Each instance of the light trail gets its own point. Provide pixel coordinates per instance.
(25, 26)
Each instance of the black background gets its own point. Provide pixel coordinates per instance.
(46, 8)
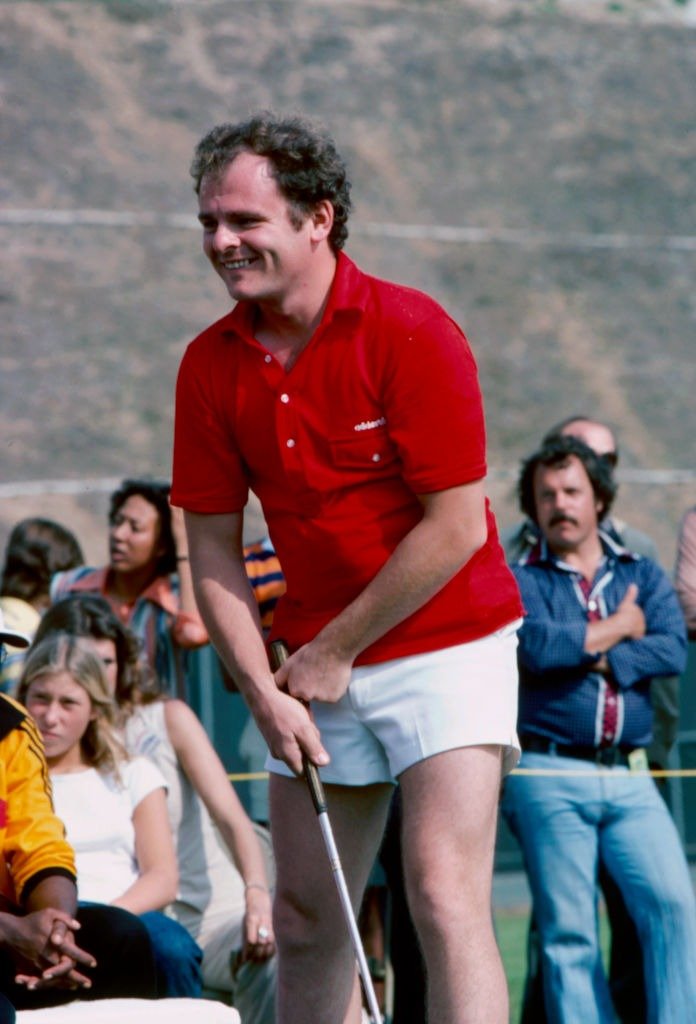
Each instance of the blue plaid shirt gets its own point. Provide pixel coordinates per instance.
(561, 693)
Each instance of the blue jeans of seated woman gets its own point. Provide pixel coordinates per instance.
(177, 956)
(562, 822)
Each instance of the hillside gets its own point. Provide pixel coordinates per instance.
(563, 133)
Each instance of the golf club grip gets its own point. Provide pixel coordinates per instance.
(278, 654)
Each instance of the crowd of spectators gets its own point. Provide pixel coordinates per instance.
(95, 684)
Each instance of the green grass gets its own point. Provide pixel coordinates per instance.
(511, 929)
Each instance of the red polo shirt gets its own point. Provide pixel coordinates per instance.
(383, 404)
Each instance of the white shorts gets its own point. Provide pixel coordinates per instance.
(398, 713)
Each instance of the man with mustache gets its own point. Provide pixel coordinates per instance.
(601, 624)
(625, 976)
(351, 408)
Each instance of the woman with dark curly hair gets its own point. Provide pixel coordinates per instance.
(147, 582)
(36, 550)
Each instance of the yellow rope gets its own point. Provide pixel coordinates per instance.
(257, 776)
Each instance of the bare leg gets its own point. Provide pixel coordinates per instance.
(449, 816)
(316, 964)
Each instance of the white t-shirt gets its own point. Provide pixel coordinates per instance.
(97, 811)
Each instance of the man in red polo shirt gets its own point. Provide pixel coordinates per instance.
(351, 408)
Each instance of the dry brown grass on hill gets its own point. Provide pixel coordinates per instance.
(561, 121)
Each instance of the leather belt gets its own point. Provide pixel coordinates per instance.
(608, 756)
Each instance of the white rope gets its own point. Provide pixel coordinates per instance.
(31, 488)
(465, 235)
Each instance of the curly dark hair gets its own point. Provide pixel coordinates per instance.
(306, 164)
(90, 615)
(36, 549)
(557, 452)
(157, 493)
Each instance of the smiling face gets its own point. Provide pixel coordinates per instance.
(261, 247)
(567, 511)
(134, 537)
(62, 711)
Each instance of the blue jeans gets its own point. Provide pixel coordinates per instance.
(177, 956)
(562, 823)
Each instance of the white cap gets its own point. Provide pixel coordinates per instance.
(11, 636)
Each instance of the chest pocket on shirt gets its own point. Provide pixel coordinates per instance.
(363, 451)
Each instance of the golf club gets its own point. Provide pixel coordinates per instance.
(278, 654)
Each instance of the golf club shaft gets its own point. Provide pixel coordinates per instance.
(278, 653)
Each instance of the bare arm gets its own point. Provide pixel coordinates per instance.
(230, 613)
(207, 774)
(193, 633)
(451, 529)
(156, 885)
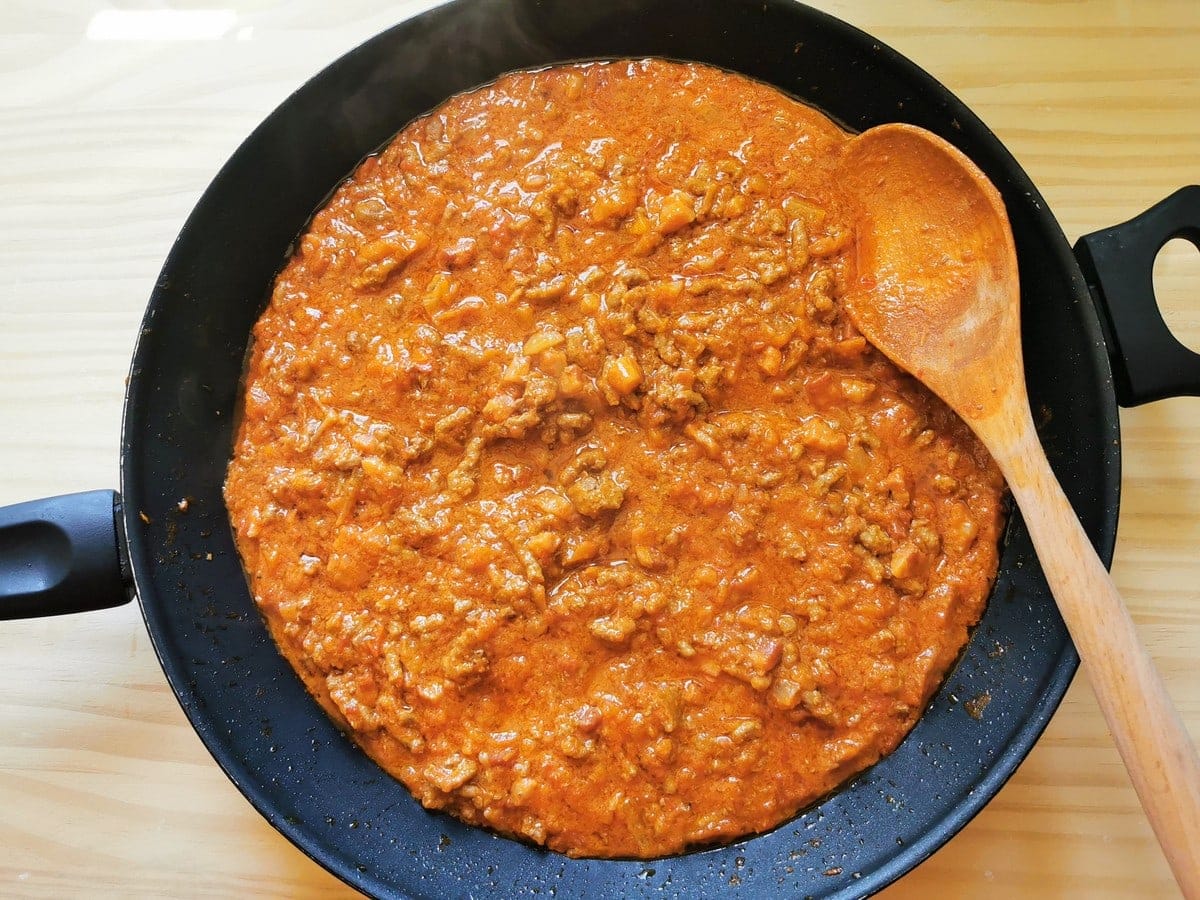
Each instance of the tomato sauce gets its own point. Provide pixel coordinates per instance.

● What to work on
Copy out every item above word for word, leaving out the pictures.

● Written answer
Each instance of the light trail gets its own point. Provide pixel coordinates per instance.
(25, 26)
Each instance of the black background gets its own point. Provide pixel coordinates per instance.
(46, 8)
Each instance of the blue plaid shirt gets its own point. Provide pixel coordinates per instance.
(561, 693)
Each instance of the blue jeans of seated woman gets its own point. Provide pixel coordinates per instance.
(177, 956)
(562, 822)
Each instance of the hillside gets its own point. Provide pixel coordinates per instance.
(563, 133)
Each instance of the golf club grip gets its own point. Provide pixel coordinates per instance.
(278, 654)
Each instance of the crowd of spectators gets its own point. Provide pixel coordinates per instance.
(95, 684)
Each instance of the green grass gets its own point. Provide pixel coordinates per instance.
(511, 929)
Each instance of the red polo shirt gets its own point. Provide pixel coordinates per instance.
(383, 404)
Each instance of the white shorts gets its own point. Provide pixel coordinates per instance.
(398, 713)
Each instance of the man with mustache gets its own point. Provide pixel coordinates per instance.
(601, 624)
(625, 976)
(351, 408)
Each instance of the woman with dark curly hair gets its own point. Provide pixel coordinates per instance.
(147, 582)
(36, 550)
Each instance of the yellow rope gets its own point. Provide pixel coordinates per instance.
(257, 776)
Each instance of the bare leg gets its own point. Provide pixel coordinates per instance.
(449, 816)
(316, 964)
Each instance of the white t-shirt gets its own point. Provide pixel coordinates per instance.
(97, 811)
Each instance of the man in red polo shirt gets its own point. Provide pixel coordinates per instance.
(351, 408)
Each instance of the dry brown grass on hill gets its own point. Provide pixel coordinates per instance.
(561, 121)
Each instance of the leather belt gets its own point. Provide pixel coordinates per instance.
(608, 756)
Each instance of the white rope gets its own point. Provide pixel coordinates per instance.
(31, 488)
(465, 235)
Each instance of the curly dark hair gets its own point. Provide pixel coordinates per instance.
(306, 164)
(90, 615)
(36, 549)
(557, 452)
(157, 493)
Each instance of the smiling face gets its own point. Provide pixel coordinates per instance.
(261, 247)
(567, 511)
(134, 537)
(62, 711)
Each instance of the blue jeans gets its own point. Provide pixel coordinates per instance.
(177, 956)
(562, 823)
Each instance of the white cap gets its own point. Provide pixel coordinates per instance.
(11, 636)
Each instance of the chest pocket on shirt gets its own point. Provide pixel coordinates per instance.
(363, 451)
Each instance of the golf club gets its own point. Provide pixel coordinates per instance.
(278, 654)
Each instance of the golf club shaft gets its own point. Provide pixel coordinates per instance.
(278, 653)
Each instance of the bare arm gets its own point. Provide pixel coordinates per instance.
(230, 613)
(207, 774)
(193, 633)
(451, 529)
(156, 885)
Each instance of the tomato sauce gets its own point. Provide pixel coordinates per instance.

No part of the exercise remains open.